BEGIN

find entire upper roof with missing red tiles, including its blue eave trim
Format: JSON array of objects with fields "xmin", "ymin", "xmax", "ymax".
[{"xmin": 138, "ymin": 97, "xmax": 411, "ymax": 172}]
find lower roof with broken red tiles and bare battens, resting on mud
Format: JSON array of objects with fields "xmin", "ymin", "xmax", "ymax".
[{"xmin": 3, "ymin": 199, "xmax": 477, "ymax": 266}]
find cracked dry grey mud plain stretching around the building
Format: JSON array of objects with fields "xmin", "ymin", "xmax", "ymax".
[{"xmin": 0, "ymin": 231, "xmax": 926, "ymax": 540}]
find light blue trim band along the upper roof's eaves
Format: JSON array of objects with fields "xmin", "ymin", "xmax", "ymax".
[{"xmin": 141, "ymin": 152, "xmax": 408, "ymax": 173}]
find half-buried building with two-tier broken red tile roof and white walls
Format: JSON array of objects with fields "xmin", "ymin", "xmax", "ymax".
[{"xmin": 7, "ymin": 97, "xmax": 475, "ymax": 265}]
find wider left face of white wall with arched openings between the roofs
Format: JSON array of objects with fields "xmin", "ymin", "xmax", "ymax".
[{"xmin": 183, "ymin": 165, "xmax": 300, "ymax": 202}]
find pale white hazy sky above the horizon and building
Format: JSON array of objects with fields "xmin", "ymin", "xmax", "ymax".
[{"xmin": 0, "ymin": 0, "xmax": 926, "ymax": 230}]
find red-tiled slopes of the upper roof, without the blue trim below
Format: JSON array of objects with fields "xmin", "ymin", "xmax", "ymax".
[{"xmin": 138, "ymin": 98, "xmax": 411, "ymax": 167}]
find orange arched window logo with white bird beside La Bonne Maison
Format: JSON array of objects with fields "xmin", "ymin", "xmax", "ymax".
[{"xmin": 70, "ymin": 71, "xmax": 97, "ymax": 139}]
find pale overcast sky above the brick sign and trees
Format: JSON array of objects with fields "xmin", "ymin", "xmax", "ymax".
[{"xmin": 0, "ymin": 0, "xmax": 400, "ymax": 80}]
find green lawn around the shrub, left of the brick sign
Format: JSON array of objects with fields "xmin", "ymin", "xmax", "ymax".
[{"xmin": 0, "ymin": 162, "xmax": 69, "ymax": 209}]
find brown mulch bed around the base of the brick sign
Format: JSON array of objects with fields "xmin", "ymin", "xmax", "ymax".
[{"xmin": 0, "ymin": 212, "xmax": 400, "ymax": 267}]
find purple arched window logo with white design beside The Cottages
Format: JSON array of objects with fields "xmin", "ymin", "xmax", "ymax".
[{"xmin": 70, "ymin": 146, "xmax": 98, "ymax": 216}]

END

Print the entire set of records again, exactly.

_EXERCISE ANSWER_:
find entire upper roof with missing red tiles, including its blue eave trim
Format: JSON array of objects with fields "xmin", "ymin", "xmax", "ymax".
[{"xmin": 138, "ymin": 97, "xmax": 411, "ymax": 172}]
find lower roof with broken red tiles and bare battens, resting on mud
Format: JSON array of objects with fields "xmin", "ymin", "xmax", "ymax".
[{"xmin": 3, "ymin": 199, "xmax": 477, "ymax": 266}]
find cracked dry grey mud plain stretching around the building
Format: JSON array of objects with fields "xmin", "ymin", "xmax", "ymax".
[{"xmin": 0, "ymin": 231, "xmax": 926, "ymax": 540}]
find light blue trim band along the upper roof's eaves
Format: JSON array of objects with fields "xmin", "ymin", "xmax", "ymax".
[{"xmin": 141, "ymin": 152, "xmax": 408, "ymax": 173}]
find half-buried building with two-tier broken red tile roof and white walls
Format: JSON array of objects with fields "xmin", "ymin", "xmax", "ymax".
[{"xmin": 7, "ymin": 97, "xmax": 475, "ymax": 265}]
find wider left face of white wall with arched openings between the roofs
Format: JSON array of objects with fields "xmin", "ymin", "xmax", "ymax".
[{"xmin": 183, "ymin": 165, "xmax": 300, "ymax": 202}]
find pale white hazy sky above the horizon and building
Format: JSON array of objects with fields "xmin", "ymin", "xmax", "ymax".
[{"xmin": 0, "ymin": 0, "xmax": 926, "ymax": 230}]
find red-tiled slopes of the upper roof, without the blue trim below
Format: JSON array of objects with fields "xmin", "ymin", "xmax", "ymax".
[{"xmin": 138, "ymin": 98, "xmax": 411, "ymax": 167}]
find orange arched window logo with white bird beside La Bonne Maison
Format: JSON array of objects with fields "xmin", "ymin", "xmax", "ymax".
[{"xmin": 70, "ymin": 71, "xmax": 97, "ymax": 139}]
find pale overcast sky above the brick sign and trees
Format: JSON array of objects with fields "xmin", "ymin", "xmax", "ymax".
[{"xmin": 0, "ymin": 0, "xmax": 400, "ymax": 80}]
find green lawn around the shrub, left of the brick sign
Format: JSON array of objects with fields "xmin", "ymin", "xmax", "ymax".
[{"xmin": 0, "ymin": 162, "xmax": 69, "ymax": 209}]
find brown mulch bed around the base of the brick sign
Format: JSON array of objects with fields "xmin", "ymin", "xmax", "ymax".
[{"xmin": 0, "ymin": 212, "xmax": 400, "ymax": 267}]
find purple arched window logo with white design beside The Cottages
Format: JSON array of objects with fields "xmin", "ymin", "xmax", "ymax".
[{"xmin": 70, "ymin": 146, "xmax": 98, "ymax": 216}]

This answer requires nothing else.